» EXTRACTED DATA:
______

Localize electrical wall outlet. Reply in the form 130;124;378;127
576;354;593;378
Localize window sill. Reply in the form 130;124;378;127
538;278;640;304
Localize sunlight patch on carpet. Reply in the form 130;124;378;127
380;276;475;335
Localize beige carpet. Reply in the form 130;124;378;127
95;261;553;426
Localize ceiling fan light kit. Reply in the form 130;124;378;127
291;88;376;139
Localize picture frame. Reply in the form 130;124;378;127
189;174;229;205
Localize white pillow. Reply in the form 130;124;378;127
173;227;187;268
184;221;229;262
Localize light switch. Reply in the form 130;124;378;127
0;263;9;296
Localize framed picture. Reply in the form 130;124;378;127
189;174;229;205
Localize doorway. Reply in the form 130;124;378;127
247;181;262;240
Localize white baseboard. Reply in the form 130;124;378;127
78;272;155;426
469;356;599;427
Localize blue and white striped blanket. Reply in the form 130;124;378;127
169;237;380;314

______

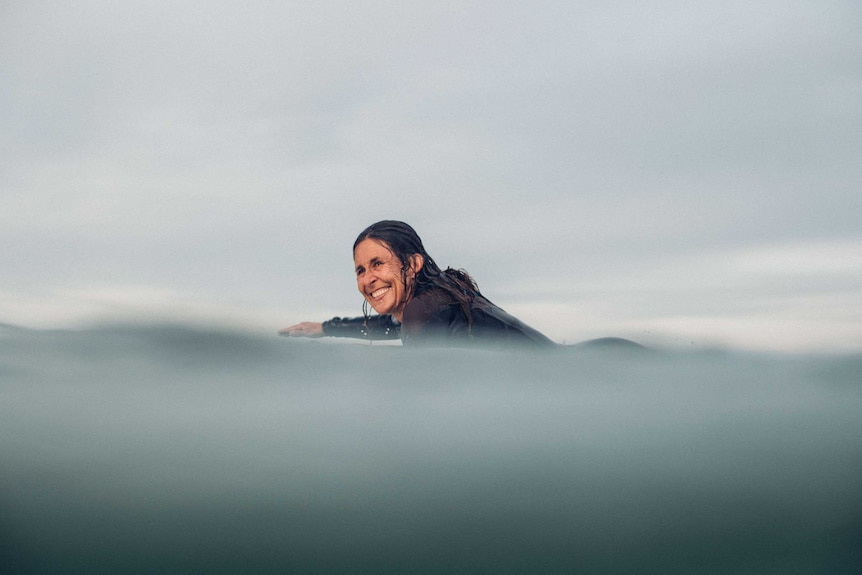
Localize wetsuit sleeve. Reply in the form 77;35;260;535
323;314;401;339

______

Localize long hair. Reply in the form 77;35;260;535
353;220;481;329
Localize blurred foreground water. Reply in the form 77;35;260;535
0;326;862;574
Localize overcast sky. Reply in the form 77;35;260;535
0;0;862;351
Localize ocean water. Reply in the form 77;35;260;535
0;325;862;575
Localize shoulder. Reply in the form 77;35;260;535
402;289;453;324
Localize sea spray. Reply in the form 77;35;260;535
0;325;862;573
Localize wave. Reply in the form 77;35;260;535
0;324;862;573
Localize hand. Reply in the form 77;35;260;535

______

» WHAT THE TASK ASKS: Rewrite the entry lines from the line with "Localize blue and" up to and including the line with "169;237;380;314", putting "throw" in place of "blanket" and leaving everything else unchanged.

» EXERCISE OUTPUT:
Localize blue and white striped throw. Reply in the form 130;124;378;127
169;237;380;314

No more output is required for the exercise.